REQUIREMENTS
Pull out each line of the data below that contains the word "yellow", and copy those lines unchanged.

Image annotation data
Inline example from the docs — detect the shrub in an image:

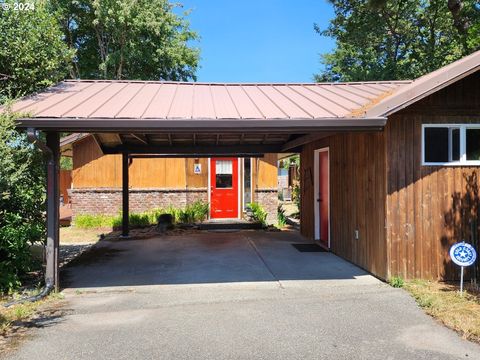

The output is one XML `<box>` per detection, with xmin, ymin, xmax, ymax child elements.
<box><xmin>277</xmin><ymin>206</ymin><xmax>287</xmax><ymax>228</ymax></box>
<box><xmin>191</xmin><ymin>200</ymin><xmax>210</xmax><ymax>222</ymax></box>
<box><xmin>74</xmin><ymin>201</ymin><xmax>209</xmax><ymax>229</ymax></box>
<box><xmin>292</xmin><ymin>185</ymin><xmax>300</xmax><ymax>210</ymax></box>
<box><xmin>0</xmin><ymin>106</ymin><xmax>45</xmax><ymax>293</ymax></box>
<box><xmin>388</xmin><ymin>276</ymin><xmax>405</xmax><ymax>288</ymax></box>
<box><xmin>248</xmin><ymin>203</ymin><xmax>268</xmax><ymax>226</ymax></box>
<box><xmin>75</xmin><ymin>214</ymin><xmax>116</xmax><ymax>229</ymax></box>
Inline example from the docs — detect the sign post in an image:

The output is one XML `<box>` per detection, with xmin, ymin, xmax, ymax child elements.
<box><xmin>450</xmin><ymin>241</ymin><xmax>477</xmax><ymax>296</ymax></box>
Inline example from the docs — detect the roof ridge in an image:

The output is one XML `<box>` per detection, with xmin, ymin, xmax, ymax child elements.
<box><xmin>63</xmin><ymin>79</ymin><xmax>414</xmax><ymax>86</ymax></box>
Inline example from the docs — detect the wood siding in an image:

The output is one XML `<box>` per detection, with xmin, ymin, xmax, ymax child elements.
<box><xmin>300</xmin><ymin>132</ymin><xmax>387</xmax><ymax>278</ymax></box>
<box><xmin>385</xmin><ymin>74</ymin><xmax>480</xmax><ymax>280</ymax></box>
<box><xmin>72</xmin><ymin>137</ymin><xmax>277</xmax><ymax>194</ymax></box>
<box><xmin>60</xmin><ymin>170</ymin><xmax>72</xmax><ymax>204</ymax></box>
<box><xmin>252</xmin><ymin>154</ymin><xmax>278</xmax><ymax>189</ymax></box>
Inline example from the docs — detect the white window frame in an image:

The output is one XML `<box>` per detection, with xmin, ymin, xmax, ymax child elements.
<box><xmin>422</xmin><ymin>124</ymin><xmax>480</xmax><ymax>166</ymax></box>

...

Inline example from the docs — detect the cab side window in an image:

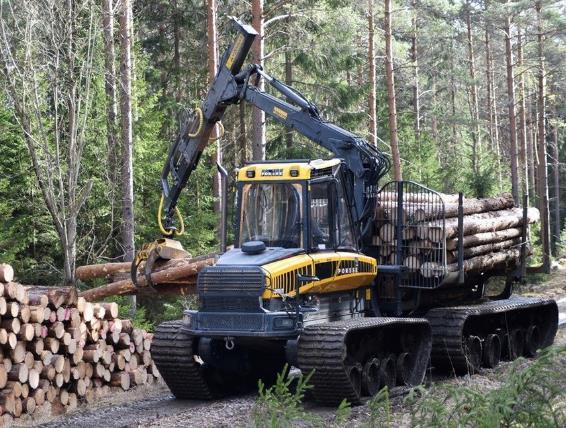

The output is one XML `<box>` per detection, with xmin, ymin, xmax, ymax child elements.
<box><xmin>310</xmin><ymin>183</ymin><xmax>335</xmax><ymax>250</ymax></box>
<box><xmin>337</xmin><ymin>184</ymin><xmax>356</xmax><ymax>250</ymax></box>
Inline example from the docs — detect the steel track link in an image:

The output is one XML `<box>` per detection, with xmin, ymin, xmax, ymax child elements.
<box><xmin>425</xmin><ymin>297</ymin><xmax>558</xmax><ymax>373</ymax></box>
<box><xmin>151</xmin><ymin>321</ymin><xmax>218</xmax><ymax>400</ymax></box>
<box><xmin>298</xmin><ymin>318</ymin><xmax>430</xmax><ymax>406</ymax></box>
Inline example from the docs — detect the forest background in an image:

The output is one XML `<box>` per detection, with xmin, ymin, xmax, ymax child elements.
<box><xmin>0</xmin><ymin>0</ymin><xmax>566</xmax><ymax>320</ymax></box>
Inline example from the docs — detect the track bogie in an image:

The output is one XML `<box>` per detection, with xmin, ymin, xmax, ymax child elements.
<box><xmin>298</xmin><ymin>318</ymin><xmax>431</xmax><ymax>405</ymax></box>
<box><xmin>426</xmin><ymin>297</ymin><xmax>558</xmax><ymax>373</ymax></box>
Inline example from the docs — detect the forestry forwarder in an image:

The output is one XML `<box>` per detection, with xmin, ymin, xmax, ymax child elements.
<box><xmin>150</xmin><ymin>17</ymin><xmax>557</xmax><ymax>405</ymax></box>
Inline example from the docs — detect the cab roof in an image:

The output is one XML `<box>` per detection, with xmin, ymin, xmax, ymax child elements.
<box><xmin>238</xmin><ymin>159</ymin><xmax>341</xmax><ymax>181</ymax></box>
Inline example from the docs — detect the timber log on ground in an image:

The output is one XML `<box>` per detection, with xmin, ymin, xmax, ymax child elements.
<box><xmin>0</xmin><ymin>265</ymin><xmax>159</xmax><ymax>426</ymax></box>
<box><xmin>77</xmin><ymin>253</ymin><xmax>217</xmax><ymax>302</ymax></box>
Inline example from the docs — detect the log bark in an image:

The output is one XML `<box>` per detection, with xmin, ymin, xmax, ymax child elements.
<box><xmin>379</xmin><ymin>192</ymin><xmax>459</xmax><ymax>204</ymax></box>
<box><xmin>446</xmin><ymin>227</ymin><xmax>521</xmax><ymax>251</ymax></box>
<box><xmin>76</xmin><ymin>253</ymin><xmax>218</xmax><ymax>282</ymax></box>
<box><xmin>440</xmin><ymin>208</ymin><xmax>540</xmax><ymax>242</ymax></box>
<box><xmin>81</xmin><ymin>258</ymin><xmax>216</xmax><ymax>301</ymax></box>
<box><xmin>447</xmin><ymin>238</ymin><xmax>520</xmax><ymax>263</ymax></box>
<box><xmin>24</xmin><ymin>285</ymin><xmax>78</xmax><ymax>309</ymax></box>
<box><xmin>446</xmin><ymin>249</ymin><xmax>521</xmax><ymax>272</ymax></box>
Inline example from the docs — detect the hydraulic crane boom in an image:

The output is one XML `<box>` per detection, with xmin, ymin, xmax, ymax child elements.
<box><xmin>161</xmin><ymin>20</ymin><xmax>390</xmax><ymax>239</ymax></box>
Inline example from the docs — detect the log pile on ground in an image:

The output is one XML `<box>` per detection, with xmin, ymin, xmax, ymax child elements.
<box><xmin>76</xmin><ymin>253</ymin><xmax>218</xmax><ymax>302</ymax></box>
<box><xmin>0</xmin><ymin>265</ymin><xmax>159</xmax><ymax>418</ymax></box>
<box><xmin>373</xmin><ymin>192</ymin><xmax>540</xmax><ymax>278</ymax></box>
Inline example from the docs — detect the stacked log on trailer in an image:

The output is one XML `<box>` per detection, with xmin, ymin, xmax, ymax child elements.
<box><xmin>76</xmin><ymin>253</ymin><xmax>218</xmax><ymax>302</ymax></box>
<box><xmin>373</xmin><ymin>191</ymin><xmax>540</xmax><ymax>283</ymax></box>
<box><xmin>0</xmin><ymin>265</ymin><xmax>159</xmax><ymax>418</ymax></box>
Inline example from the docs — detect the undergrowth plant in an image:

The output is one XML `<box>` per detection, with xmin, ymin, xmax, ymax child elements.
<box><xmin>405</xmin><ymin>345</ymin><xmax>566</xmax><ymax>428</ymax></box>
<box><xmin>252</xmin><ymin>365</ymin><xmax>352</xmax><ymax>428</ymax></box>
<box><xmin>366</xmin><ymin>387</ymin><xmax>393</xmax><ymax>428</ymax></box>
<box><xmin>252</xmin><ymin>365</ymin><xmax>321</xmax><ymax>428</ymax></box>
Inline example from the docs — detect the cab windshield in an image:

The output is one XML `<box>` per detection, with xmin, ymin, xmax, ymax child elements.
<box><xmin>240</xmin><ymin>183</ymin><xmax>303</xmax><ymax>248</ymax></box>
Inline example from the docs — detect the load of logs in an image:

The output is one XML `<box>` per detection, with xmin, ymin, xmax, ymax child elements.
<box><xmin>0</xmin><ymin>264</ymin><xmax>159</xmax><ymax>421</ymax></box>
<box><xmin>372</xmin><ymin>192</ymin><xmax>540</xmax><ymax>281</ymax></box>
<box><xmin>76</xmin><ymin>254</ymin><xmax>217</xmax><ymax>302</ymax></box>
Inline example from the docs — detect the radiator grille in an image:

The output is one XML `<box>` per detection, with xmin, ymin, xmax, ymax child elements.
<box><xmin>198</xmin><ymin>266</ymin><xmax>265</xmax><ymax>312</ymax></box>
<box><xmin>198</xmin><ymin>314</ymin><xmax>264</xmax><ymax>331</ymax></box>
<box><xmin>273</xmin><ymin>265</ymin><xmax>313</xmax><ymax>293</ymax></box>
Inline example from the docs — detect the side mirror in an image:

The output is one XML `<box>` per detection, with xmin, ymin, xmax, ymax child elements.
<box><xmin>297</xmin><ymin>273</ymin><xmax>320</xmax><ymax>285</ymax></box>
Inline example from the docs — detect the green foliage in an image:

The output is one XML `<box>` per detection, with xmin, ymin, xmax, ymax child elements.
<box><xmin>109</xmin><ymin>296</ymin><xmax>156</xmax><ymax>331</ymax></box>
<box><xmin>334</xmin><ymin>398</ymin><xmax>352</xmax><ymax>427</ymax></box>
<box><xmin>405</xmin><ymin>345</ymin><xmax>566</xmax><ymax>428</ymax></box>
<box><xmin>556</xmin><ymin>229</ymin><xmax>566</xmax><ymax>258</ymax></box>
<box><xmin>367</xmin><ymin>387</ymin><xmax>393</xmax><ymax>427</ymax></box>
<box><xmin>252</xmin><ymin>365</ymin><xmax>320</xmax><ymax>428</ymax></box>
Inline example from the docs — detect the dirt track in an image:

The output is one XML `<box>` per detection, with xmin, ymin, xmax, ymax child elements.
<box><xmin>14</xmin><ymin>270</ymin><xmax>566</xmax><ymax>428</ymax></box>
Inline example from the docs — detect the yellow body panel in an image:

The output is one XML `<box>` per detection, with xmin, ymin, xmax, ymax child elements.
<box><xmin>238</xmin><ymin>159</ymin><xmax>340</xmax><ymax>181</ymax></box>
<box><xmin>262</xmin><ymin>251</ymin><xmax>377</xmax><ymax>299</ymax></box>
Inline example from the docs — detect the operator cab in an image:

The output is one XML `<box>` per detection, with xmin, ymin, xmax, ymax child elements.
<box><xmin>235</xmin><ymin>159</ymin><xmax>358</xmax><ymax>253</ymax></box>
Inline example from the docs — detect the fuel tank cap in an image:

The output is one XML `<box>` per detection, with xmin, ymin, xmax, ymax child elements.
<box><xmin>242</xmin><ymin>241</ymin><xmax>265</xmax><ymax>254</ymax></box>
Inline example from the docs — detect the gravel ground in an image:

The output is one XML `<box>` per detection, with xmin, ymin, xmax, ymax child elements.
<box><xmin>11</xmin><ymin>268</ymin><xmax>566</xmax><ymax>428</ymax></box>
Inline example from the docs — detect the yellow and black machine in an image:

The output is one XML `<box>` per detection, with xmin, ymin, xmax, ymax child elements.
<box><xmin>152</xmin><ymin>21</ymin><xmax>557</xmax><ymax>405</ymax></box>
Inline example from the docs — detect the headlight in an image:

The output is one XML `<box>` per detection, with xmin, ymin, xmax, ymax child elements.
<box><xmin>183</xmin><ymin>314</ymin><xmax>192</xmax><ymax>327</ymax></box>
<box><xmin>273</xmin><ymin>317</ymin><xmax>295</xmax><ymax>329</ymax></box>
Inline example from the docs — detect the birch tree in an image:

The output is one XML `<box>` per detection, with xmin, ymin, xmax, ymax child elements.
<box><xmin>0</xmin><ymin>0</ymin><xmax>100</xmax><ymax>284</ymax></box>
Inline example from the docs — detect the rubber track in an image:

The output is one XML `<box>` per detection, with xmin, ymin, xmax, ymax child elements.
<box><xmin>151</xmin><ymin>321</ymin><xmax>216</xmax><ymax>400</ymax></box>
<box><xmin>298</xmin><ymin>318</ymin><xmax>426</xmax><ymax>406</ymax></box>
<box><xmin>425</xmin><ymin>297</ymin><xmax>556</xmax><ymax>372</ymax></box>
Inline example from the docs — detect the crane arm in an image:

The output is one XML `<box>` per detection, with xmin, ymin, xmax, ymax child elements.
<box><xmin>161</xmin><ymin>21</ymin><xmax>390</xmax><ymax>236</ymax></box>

==

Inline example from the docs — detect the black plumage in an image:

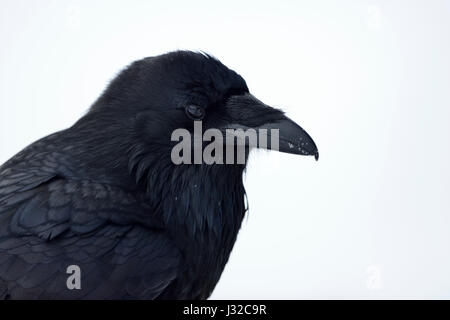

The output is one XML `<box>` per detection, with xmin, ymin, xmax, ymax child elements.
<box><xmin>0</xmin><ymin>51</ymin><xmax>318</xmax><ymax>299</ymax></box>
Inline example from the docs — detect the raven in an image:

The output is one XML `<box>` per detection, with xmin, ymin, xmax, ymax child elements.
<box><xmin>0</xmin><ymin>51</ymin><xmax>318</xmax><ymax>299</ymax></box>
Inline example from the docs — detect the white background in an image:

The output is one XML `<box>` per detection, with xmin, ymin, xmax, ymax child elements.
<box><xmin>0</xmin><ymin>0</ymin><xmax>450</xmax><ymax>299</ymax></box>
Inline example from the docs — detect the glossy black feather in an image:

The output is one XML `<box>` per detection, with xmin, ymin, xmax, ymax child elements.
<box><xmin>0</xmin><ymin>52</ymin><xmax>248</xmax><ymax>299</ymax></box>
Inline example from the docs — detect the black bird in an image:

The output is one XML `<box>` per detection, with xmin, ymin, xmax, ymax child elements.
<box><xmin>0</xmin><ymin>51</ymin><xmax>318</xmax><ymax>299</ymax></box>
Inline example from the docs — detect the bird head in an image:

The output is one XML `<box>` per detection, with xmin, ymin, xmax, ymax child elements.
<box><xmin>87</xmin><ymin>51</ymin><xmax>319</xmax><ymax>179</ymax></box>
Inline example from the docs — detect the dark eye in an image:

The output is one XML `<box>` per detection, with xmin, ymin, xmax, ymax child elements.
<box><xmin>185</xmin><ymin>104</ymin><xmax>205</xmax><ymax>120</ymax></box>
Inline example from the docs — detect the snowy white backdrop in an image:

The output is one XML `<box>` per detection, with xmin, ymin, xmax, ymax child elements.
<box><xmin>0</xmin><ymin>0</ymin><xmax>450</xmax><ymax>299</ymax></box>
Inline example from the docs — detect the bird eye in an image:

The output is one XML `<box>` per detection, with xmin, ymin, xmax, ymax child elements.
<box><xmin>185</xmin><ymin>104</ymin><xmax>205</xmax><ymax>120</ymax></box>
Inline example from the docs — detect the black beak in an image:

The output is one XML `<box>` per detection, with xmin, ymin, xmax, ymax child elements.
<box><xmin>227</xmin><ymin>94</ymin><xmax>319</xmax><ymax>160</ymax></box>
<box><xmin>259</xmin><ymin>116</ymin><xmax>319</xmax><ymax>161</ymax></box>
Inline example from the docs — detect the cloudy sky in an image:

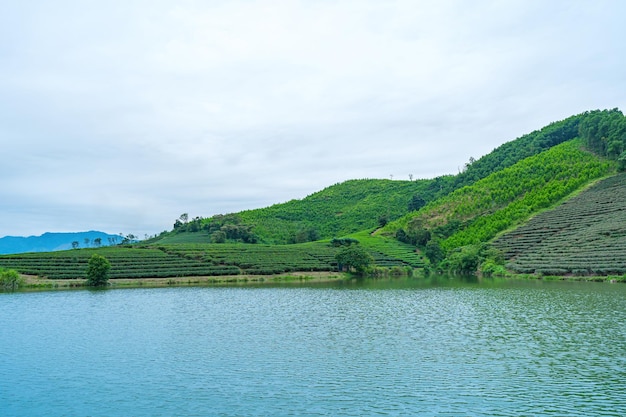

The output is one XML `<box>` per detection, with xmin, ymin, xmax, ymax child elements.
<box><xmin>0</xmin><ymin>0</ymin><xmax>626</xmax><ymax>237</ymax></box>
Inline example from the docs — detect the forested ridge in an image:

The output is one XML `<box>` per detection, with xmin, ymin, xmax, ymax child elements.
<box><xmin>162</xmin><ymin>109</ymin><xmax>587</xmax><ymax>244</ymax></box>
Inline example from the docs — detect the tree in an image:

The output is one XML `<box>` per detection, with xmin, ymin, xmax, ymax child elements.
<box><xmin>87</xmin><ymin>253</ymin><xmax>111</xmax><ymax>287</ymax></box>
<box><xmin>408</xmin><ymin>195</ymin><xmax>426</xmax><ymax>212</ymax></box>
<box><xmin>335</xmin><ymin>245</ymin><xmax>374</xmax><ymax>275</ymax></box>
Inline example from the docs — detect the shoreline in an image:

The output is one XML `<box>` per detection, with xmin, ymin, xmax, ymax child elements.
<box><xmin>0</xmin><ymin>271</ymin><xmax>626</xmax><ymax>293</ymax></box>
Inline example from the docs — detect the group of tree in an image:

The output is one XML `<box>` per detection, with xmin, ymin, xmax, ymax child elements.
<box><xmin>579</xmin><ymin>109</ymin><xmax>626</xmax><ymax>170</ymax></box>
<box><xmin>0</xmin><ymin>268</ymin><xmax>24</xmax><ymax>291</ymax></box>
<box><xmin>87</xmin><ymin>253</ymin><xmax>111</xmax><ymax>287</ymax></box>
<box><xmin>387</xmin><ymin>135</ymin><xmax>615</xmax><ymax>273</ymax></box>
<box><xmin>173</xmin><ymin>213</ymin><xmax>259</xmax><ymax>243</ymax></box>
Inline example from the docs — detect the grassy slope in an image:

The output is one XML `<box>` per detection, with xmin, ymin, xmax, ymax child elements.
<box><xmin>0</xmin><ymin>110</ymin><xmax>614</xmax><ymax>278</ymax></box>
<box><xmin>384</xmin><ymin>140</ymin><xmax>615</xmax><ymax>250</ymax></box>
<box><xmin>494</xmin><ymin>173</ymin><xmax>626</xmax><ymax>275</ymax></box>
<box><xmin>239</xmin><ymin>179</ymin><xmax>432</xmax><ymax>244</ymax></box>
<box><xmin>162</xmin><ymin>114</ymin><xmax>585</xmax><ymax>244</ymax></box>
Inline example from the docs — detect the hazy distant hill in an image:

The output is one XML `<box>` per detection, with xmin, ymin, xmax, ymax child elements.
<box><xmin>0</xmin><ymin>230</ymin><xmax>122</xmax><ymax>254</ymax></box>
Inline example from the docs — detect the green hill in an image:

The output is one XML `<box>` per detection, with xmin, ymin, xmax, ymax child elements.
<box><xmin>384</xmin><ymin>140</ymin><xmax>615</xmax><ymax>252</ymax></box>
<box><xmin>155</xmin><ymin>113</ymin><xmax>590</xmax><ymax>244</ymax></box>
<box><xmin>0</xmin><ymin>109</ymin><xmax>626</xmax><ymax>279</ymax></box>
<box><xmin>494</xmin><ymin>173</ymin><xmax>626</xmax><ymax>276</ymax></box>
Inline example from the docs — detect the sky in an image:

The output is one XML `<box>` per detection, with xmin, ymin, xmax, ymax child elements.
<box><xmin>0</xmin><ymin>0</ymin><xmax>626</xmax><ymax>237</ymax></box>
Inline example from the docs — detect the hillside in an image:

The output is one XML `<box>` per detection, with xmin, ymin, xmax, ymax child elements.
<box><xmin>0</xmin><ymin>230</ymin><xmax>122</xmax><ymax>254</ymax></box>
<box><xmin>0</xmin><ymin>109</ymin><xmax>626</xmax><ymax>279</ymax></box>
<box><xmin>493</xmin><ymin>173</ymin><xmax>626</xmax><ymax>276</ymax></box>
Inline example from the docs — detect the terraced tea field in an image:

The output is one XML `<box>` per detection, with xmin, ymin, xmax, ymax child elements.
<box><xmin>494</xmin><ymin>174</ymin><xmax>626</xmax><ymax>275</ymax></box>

FINISHED EXERCISE
Inline example from the docs — detect the yellow body panel in an image:
Inline example from the docs — detect the yellow and black machine in an image:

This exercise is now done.